**STATED EXERCISE**
Arrange the material below as a Markdown table with the columns Row and Line, giving each line its own numbered row. Leave out blank lines and the pictures.

**AVAILABLE DATA**
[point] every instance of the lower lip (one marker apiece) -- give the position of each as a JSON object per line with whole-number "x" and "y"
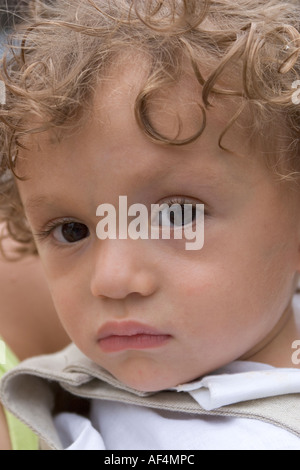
{"x": 137, "y": 342}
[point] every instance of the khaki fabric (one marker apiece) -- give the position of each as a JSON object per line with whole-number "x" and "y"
{"x": 66, "y": 381}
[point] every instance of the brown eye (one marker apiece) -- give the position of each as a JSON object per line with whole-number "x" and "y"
{"x": 71, "y": 232}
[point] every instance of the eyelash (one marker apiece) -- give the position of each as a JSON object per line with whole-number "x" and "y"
{"x": 52, "y": 225}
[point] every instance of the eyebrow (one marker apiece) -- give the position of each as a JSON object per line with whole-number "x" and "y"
{"x": 35, "y": 202}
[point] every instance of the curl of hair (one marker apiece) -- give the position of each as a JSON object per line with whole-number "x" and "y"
{"x": 61, "y": 51}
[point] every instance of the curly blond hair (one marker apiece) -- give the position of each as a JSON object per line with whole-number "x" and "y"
{"x": 62, "y": 50}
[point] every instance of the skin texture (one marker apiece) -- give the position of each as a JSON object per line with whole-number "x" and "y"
{"x": 229, "y": 300}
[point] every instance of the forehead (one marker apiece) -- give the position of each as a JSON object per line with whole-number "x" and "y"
{"x": 119, "y": 148}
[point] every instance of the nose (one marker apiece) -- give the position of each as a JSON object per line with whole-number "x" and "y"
{"x": 120, "y": 268}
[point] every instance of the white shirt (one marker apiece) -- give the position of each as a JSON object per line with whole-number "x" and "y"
{"x": 117, "y": 426}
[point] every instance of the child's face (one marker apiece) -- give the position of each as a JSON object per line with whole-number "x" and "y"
{"x": 203, "y": 308}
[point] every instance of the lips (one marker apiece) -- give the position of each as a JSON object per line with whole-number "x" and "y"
{"x": 120, "y": 336}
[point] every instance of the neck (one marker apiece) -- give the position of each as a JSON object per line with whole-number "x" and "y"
{"x": 276, "y": 349}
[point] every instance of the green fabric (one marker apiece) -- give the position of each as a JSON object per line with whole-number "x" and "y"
{"x": 21, "y": 437}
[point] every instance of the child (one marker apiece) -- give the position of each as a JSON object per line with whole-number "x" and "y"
{"x": 176, "y": 102}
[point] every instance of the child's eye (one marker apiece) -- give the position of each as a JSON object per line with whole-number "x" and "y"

**SOLUTION TO THE PROBLEM**
| Row | Line |
|---|---|
| 1 | [point] every instance of the lower lip (one marker apiece) -- give the position of each as a JSON object per line with whole-number "x" and "y" |
| 2 | {"x": 137, "y": 342} |
| 3 | [point] every instance of the khaki fabric (one marker apiece) -- give the position of each as a JSON object per line with whole-number "x" and "y" |
| 4 | {"x": 66, "y": 381} |
| 5 | [point] every instance of the brown eye (one marker apiece) -- give the position of each as a JSON object per line with whole-number "x" and "y" |
| 6 | {"x": 71, "y": 232} |
| 7 | [point] every instance of the eyelash (one marker apiece) -- give the position of each as a JSON object per line with whole-number "x" and "y" |
| 8 | {"x": 52, "y": 225} |
| 9 | [point] every instance of the eyebrow (one marker apiece) -- give the position of each as a JSON object per line with whole-number "x" and "y" |
| 10 | {"x": 35, "y": 202} |
| 11 | [point] every instance of the curl of hair (one marker apiece) -- give the position of each as a JSON object per line with whole-number "x" and "y" |
| 12 | {"x": 61, "y": 51} |
| 13 | [point] every instance of the curly blond hair (one marker apiece) -- give the position of each as a JSON object per line with whole-number "x" and "y" |
| 14 | {"x": 62, "y": 50} |
| 15 | [point] every instance of the skin texture (one marker apiece) -- give the position of each as a JSON object per line with whole-number "x" and "y" |
| 16 | {"x": 229, "y": 300} |
| 17 | [point] every instance of the forehead (one marker apiece) -- give the position of each as a JSON object per line with whole-number "x" and "y" |
| 18 | {"x": 119, "y": 148} |
| 19 | [point] every instance of the nose (one marker apiece) -- give the position of each as a JSON object per line with whole-number "x" and "y" |
| 20 | {"x": 120, "y": 268} |
| 21 | [point] every instance of the white shirt (one marker apiece) -- give the position of each as a JSON object per line with whole-number "x" and "y" |
| 22 | {"x": 117, "y": 426} |
| 23 | [point] every instance of the child's face (one marker apiece) -- give the position of each as a JSON object per line with whole-number "x" and "y" |
| 24 | {"x": 203, "y": 308} |
| 25 | [point] every instance of the lips (one marker apiece) -- give the position of each as a JSON object per line with whole-number "x" and "y" |
| 26 | {"x": 120, "y": 336} |
| 27 | [point] every instance of the neck (one marker apiece) -- give the position of each as a JSON object per line with whole-number "x" and "y" |
| 28 | {"x": 276, "y": 349} |
| 29 | [point] every instance of the green fabric (one marker apiece) -- give the position of each as a JSON object per line with whole-number "x" and "y" |
| 30 | {"x": 21, "y": 437} |
| 31 | [point] every instance of the child (one marker apiece) -- give the position of each as a JSON object per line with whole-number "x" and "y" |
| 32 | {"x": 176, "y": 102} |
| 33 | [point] every instance of the child's eye (one marker apiece) -- give the position of each as a JSON object per line with whole-number "x" and "y" |